_What you need to do_.
Express the section of the entries that opens with the line containing "Locate every instance of crack" and closes with the line containing "[11,125,86,160]" as a Markdown table with the columns Row and Line, one line per row and blank lines omitted.

Object detection data
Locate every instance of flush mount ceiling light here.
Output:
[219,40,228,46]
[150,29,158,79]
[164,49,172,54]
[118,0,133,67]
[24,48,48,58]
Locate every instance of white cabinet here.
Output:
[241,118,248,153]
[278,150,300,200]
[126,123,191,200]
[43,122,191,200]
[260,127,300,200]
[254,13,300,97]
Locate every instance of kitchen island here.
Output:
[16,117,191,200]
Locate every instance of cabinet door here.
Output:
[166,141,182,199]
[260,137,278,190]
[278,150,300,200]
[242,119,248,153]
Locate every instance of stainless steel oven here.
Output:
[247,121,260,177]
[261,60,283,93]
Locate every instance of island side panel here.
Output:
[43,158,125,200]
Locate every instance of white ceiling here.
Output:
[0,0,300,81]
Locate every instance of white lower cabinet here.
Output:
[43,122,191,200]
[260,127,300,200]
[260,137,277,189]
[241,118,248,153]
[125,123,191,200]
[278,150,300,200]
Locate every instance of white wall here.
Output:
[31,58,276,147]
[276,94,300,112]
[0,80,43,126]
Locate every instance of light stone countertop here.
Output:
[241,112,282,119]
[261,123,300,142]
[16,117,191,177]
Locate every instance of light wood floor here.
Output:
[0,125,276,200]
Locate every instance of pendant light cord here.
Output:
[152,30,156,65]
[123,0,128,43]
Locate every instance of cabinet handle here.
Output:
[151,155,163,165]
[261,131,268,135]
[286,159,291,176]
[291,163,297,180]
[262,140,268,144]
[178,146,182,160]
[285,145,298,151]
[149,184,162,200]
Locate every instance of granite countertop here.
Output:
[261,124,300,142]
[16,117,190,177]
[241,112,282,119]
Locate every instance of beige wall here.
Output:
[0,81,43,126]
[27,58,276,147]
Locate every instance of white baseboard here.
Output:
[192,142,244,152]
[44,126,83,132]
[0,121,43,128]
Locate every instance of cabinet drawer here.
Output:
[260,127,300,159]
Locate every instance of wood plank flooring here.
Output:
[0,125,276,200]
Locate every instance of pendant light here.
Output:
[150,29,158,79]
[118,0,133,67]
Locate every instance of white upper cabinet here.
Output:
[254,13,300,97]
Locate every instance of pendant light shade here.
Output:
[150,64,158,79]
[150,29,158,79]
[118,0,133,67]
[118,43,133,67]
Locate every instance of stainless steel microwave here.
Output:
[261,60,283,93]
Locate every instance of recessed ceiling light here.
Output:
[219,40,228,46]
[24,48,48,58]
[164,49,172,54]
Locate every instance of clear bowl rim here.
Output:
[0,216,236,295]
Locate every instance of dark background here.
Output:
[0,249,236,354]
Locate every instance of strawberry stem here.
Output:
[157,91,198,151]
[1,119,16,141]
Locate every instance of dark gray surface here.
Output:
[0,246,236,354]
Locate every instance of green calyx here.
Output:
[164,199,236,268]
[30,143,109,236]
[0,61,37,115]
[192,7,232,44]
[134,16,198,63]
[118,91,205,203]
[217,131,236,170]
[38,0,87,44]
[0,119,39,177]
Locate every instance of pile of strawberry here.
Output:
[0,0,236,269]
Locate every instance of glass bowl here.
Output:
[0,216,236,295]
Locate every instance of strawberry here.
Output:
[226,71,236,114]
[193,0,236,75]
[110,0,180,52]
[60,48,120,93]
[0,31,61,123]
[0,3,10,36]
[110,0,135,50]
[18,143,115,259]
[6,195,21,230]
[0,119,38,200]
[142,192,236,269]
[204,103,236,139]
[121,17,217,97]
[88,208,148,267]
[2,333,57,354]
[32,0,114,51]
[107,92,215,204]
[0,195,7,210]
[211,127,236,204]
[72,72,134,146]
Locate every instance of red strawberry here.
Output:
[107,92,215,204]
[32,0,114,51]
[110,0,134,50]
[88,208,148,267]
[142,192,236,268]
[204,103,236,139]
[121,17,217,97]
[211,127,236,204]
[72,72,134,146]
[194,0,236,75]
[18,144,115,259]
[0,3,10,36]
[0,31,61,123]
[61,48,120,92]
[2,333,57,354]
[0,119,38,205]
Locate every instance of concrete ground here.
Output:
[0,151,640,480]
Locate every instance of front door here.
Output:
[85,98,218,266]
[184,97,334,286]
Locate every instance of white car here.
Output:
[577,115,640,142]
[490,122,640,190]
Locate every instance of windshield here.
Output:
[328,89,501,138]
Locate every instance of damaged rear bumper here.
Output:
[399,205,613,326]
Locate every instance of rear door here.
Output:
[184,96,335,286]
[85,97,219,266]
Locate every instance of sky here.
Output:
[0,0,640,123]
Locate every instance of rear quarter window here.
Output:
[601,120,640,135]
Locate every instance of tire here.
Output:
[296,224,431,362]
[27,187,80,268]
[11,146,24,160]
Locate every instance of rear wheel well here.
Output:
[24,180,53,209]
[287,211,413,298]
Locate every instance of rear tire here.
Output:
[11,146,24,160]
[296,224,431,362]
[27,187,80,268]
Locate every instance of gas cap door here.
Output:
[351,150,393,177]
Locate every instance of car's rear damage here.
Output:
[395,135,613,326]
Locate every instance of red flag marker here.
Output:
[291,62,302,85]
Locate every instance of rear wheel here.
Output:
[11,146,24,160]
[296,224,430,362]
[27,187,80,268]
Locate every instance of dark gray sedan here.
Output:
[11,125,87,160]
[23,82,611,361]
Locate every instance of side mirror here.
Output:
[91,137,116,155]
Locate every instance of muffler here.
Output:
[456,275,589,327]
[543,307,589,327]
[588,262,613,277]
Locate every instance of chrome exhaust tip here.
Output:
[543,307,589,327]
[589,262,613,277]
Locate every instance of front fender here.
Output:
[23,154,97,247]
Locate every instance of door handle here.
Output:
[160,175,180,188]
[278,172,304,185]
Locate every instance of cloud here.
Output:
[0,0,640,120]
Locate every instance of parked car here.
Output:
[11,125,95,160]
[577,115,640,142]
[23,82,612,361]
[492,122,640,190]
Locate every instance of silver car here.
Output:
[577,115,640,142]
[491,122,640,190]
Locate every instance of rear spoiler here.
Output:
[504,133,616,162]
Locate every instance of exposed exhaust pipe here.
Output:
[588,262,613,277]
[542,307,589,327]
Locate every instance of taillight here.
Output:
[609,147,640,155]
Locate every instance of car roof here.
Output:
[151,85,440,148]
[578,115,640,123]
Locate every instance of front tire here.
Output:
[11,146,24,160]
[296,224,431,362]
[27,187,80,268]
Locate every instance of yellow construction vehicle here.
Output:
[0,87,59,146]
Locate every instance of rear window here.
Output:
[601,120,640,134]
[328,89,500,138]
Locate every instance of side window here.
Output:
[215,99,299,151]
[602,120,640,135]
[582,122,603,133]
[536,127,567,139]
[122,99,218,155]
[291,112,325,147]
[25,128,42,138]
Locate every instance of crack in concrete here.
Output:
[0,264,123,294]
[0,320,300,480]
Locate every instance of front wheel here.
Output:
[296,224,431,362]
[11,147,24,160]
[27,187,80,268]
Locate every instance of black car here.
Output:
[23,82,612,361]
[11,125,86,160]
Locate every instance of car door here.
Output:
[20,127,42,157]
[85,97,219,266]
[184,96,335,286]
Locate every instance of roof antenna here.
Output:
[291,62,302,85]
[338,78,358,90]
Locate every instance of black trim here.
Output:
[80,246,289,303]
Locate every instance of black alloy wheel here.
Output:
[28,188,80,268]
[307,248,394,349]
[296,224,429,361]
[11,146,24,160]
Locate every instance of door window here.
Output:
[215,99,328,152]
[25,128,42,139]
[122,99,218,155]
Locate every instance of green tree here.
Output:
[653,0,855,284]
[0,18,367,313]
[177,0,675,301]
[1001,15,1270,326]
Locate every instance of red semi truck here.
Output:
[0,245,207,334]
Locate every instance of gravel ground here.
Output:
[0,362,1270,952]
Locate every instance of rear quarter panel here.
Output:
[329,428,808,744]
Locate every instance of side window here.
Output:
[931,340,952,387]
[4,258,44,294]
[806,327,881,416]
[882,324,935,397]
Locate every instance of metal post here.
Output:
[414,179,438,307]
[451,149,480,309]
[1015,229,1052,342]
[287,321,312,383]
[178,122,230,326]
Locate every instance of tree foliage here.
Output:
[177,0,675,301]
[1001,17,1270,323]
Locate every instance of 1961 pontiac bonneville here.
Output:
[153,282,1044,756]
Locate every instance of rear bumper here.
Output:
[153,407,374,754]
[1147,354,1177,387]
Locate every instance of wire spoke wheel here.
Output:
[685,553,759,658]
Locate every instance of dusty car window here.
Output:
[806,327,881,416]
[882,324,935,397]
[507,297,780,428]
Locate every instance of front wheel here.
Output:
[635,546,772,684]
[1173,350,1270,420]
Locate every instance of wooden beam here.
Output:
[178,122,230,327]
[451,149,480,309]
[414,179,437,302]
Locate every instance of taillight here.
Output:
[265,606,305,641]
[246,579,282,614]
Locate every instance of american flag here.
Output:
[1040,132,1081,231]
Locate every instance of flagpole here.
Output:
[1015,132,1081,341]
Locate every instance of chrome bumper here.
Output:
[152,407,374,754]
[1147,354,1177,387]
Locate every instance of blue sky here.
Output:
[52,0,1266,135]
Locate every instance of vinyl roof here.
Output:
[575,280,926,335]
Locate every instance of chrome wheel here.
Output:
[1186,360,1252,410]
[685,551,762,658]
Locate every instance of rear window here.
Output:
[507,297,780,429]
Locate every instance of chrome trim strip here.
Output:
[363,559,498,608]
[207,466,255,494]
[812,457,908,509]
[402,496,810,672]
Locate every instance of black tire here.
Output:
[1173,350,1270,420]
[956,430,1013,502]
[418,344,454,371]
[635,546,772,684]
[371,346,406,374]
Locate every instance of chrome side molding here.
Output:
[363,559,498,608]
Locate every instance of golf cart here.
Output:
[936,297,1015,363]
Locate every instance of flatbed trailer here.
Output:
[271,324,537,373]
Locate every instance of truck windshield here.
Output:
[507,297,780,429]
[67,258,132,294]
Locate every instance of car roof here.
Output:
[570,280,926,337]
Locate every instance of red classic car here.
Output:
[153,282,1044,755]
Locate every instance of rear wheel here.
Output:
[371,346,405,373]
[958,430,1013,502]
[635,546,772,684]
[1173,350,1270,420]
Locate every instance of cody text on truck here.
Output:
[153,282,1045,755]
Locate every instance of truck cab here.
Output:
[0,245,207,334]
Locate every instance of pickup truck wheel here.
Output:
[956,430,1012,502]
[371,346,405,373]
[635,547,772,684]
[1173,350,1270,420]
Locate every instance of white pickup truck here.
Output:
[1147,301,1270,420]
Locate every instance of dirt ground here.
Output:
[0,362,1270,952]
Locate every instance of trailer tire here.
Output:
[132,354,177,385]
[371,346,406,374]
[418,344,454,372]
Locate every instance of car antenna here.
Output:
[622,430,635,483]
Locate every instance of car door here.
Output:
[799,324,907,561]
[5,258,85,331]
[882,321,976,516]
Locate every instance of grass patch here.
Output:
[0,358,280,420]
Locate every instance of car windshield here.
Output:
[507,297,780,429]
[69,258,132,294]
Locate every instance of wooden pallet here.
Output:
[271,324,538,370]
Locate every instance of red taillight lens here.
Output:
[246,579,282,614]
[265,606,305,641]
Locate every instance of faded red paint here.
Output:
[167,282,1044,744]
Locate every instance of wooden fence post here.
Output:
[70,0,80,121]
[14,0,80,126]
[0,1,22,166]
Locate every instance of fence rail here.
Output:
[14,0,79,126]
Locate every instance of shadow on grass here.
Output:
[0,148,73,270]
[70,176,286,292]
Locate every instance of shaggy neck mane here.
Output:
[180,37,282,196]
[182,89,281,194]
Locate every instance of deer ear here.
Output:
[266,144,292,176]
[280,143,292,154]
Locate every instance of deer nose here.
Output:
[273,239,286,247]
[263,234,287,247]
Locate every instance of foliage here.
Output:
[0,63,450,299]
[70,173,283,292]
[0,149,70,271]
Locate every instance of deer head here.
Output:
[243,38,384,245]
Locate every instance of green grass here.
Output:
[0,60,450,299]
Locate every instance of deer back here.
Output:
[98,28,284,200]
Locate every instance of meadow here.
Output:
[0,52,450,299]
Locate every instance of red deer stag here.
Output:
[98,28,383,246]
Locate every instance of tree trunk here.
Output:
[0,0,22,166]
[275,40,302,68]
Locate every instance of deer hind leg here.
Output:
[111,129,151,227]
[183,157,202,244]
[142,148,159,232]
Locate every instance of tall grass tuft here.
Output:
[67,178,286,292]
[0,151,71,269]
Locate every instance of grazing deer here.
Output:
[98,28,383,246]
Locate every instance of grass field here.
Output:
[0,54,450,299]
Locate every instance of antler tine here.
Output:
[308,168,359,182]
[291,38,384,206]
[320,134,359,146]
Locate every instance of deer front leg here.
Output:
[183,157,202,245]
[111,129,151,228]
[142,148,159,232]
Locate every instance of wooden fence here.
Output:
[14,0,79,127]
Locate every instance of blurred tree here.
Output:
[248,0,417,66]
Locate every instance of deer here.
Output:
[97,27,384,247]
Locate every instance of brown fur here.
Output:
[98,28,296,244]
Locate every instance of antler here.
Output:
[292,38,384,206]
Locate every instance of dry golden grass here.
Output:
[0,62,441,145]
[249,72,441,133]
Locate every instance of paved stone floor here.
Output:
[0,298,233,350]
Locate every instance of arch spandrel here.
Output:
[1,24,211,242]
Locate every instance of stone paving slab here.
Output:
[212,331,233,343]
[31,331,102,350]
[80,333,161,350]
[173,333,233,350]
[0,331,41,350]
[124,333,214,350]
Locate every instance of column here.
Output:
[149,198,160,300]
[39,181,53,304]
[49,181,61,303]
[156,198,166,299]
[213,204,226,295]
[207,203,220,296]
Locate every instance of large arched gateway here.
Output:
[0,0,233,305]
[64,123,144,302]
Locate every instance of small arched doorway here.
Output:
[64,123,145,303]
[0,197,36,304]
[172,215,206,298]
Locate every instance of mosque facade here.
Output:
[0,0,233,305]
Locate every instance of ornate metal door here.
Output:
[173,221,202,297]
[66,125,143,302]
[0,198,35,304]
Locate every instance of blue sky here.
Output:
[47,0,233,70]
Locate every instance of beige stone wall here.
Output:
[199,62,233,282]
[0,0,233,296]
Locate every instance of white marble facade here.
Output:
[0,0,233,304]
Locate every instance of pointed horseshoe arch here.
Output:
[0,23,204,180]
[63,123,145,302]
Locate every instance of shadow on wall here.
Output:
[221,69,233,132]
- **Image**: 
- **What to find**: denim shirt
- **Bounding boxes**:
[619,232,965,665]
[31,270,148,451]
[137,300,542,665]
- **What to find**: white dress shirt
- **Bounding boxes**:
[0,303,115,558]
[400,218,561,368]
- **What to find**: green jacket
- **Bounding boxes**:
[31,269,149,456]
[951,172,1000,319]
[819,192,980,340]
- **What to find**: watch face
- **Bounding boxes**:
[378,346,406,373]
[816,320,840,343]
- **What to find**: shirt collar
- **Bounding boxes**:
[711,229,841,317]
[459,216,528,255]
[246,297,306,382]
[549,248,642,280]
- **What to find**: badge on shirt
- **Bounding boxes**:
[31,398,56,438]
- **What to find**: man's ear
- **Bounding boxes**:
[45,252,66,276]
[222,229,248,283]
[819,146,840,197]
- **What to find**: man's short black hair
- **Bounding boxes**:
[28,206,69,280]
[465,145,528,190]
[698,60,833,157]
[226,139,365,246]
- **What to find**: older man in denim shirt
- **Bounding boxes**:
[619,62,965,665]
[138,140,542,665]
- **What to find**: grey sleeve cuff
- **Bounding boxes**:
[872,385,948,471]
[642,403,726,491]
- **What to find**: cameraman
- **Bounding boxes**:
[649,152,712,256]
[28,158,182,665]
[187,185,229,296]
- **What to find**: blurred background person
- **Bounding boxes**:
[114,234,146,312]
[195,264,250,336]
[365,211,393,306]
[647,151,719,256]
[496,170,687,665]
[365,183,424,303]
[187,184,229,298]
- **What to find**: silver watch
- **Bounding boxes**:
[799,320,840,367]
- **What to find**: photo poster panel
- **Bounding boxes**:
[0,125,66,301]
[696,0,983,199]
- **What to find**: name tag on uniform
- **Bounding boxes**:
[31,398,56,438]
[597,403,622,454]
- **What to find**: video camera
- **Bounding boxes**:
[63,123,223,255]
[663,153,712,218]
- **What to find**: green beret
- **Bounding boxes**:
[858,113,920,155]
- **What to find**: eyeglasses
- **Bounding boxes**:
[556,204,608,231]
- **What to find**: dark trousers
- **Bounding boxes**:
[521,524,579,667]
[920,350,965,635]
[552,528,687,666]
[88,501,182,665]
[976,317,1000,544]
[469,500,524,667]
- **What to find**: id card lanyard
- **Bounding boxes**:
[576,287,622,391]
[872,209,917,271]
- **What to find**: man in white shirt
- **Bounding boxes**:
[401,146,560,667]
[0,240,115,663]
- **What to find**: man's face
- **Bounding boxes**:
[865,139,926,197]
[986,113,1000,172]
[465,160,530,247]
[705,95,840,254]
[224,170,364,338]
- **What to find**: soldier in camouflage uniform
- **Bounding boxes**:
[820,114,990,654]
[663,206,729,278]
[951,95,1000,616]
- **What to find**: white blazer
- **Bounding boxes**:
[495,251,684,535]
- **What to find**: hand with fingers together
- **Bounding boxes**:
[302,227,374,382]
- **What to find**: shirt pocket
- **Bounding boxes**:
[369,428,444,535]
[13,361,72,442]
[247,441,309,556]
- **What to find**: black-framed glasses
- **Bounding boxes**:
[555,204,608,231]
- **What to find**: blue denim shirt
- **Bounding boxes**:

_Finished answer_.
| Row | Line |
|---|---|
| 1 | Locate every instance of crack in concrete here. |
| 2 | Output: |
| 3 | [0,264,123,294] |
| 4 | [0,320,300,480] |
| 5 | Locate every instance of front wheel here. |
| 6 | Output: |
| 7 | [296,224,431,362] |
| 8 | [11,147,24,160] |
| 9 | [27,187,80,268] |
| 10 | Locate every instance of black car here. |
| 11 | Output: |
| 12 | [23,82,612,361] |
| 13 | [11,125,86,160] |